─── EXERCISE DATA ───

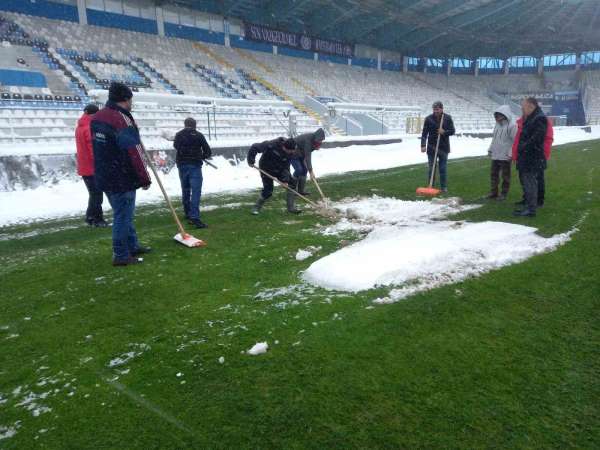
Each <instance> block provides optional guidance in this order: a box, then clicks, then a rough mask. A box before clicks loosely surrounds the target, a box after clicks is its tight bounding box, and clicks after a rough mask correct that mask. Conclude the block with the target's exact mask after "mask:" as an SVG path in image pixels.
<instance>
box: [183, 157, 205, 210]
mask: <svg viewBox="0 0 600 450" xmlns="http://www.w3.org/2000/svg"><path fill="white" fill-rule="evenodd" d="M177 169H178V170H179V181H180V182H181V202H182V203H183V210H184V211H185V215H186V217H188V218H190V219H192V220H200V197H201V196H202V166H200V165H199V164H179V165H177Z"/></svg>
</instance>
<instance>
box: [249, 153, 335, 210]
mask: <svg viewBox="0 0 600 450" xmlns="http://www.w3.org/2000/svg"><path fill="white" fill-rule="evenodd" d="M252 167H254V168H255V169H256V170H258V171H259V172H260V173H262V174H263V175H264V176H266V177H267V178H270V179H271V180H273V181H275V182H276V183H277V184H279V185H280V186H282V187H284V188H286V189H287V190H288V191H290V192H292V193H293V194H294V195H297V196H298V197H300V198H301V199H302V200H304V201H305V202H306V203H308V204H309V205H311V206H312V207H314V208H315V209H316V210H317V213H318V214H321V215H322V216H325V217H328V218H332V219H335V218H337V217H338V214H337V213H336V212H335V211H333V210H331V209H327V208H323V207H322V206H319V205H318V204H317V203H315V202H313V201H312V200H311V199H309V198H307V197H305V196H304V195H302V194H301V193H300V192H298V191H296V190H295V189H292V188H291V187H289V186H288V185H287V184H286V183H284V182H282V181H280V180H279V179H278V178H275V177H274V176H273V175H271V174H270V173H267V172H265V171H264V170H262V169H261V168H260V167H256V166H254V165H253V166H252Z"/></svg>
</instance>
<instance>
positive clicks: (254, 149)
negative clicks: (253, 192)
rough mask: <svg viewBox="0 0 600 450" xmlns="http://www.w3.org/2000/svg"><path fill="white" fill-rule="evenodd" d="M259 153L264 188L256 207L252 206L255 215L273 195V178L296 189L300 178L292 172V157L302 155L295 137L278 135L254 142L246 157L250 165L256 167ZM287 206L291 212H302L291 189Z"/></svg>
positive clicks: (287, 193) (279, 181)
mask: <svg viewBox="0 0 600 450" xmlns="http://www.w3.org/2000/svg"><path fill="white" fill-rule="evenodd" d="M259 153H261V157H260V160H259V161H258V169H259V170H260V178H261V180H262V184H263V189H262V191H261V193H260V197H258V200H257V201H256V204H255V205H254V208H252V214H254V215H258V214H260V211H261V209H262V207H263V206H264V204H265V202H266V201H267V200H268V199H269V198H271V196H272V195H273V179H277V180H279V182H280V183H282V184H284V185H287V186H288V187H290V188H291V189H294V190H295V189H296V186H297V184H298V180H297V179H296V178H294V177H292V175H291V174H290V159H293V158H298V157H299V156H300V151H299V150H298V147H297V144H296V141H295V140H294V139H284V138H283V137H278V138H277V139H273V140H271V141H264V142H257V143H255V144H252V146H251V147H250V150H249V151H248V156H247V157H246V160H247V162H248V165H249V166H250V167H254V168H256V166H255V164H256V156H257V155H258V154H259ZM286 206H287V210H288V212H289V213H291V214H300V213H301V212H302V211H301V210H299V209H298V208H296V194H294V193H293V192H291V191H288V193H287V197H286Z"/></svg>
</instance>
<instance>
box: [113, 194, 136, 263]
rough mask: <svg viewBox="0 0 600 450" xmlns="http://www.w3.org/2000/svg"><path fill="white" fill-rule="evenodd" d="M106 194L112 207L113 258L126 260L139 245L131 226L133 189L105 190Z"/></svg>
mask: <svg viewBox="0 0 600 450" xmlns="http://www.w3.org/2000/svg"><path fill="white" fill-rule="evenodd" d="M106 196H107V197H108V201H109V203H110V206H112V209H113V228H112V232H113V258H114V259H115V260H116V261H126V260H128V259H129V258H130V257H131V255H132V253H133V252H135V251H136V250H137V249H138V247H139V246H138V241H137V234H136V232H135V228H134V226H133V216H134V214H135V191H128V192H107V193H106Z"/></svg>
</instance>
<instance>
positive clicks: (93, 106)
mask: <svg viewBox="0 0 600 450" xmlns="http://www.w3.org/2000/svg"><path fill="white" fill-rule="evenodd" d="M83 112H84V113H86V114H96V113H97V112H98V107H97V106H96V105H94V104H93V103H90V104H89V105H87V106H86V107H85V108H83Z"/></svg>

───
─── EXERCISE DATA ───

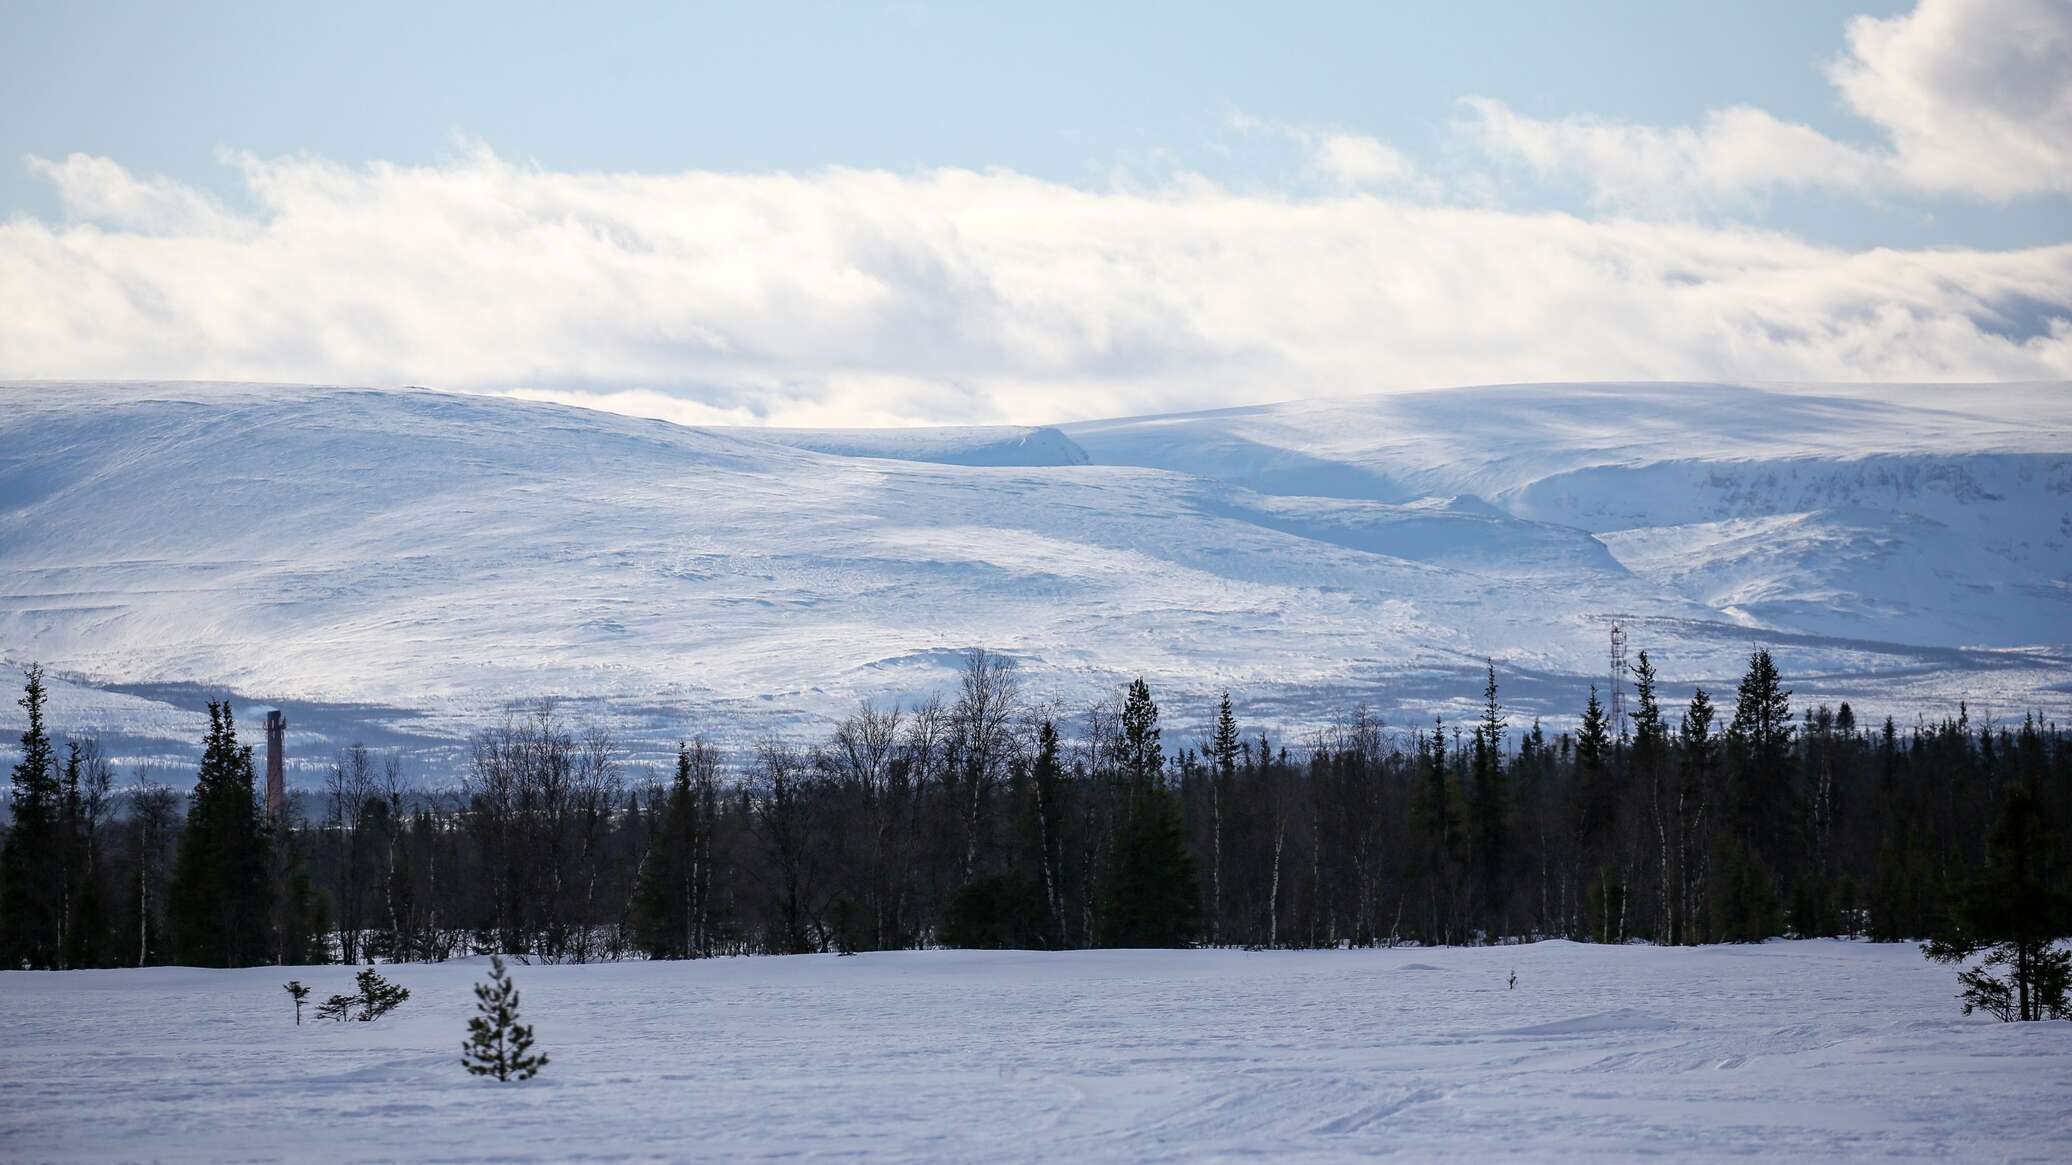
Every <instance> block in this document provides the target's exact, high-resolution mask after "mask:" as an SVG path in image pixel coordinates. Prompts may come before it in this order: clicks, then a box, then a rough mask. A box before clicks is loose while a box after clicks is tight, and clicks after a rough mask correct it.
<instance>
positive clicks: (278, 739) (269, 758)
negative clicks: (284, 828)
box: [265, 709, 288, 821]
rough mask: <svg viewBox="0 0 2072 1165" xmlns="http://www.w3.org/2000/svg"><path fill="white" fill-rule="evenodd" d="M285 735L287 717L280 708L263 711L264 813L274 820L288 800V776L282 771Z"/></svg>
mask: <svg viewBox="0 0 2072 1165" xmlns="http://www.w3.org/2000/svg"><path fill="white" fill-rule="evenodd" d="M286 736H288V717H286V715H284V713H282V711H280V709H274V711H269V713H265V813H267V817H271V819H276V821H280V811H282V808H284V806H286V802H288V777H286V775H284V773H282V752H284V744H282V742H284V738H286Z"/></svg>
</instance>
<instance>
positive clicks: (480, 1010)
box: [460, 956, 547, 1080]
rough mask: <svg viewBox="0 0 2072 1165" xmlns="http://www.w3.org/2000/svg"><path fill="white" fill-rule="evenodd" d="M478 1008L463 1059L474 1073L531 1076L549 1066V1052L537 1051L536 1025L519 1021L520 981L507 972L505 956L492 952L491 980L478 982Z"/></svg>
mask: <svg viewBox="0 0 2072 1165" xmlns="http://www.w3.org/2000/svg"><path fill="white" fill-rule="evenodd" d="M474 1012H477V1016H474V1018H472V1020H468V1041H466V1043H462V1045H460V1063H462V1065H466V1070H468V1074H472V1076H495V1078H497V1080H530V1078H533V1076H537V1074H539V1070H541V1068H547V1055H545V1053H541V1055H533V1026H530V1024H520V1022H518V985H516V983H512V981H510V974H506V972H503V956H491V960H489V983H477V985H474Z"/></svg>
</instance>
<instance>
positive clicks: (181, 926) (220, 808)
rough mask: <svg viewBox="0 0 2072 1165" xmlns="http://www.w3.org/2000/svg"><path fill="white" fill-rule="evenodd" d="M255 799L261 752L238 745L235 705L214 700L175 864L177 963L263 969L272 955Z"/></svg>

───

*HOW TO COMPLETE THIS TASK:* Give the number of lines in the data that contain the string "negative", and nothing else.

*TASK RESULT:* 2